■ **Records to use**:
►

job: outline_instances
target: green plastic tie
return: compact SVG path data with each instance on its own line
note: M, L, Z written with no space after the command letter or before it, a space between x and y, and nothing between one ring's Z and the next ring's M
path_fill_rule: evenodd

◄

■ **Task**:
Set down all of the rows above again, character for character.

■ **The response**:
job: outline_instances
target: green plastic tie
return: compact SVG path data with each instance on its own line
note: M, L, Z written with no space after the command letter or before it, a space between x and y, and nothing between one ring's Z and the next ring's M
path_fill_rule: evenodd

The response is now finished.